At January 1 2023, Sweden dropped all restrictions on mink farming, caused by the excessive spread of SARS-CoV-2 in fur farms during the pandemic.
Sweden’s Board of Agriculture admits, that the risk of diseases still remains, but refer to the Swedish mink association’s health program, which is supposed to lower any risks.
The program has been criticized for only demanding one additional visit by a veterinarian per year, compared to what is already required by the Swedish legislation.
“I am very concerned that the mink industry is now again responsible to do something that they couldn’t handle before, which is to keep the minks healthy,” said Camilla Bergvall, President at Djurens Rätt (Animal Rights)
Djurens Rätt has reported, that several Swedish mink farms didn’t follow the restrictions during the pandemic. They have also stated, that there were long periods with no control by the Swedish authorities.
Denmark is also back in business
After a two-year ban, Denmark announced that mink farming would be allowed again from January 2023. The government introduced the ban in 2020 after killing 17 million minks to minimize the spreading of Covid-19.
Animal welfare organizations supported the ban back in 2020 but added, that the industry should be banned “solely to consider the welfare of the animals’.” But according to former Agriculture Minister, Rasmus Prehn, it was always only about public health.
Before all mink were killed in 2020, mink farming was a big industry in Denmark. The nordic nation had more than 1,200 mink farms located around the country. These farms were responsible for producing a big part of the mink fur used in clothing and luxury goods.
But the industry has faced a lot of criticism from animal rights organizations, due to the conditions in which the animals are kept.
Video footage from fox farm caused outrage
Another Scandinavian country dominating the european fur industry is Finland.

*****

**Work instruction A**
From the article on fur farming in the Nordic countries, list every country it names.
**Work instruction B**
Write the next part of the article on fur farming in the Nordic countries, picking up after its final sentence about Finland.

*****

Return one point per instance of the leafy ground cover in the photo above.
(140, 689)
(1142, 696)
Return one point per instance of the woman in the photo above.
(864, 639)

*****

**Response A**
Sweden, Denmark, Finland

**Response B**
Finland is the largest producer of foxes, with a production of 900,000 fox fur skins in 2021. Finland’s export value of fur in 2021 was €126 million.
The Finnish animal rights group, Justice for Animals, revealed a video last month, showcasing the conditions in which the foxes live. A footage that caused outrage due to to the poor conditions of the animals.
European Citizens Initiative called for an EU-wide ban on the fur industry back in December. The proposal reached one million signatures, but those favoring a ban in Finland’s parliament are still a minority, since the million-euro industry is considered vital to some remote areas.
Fur free fashion
In August 2022 Copenhagen Fashion Week was fur-free for the first time. Other Scandinavian fashion weeks like Helsinki and Oslo have also banned fur, but still the countries continue to produce fur on a high scale.
Fur farming has been banned in 19 European countries, 14 of which are EU member states, but none of the Scandinavian countries are on the list.
The main Scandinavian exports of farmed fur therefore goes to third countries. A huge part of the Scandinvian fur export goes to Southeast Asian countries as Cambodia, China, Hong Kong, and Thailand.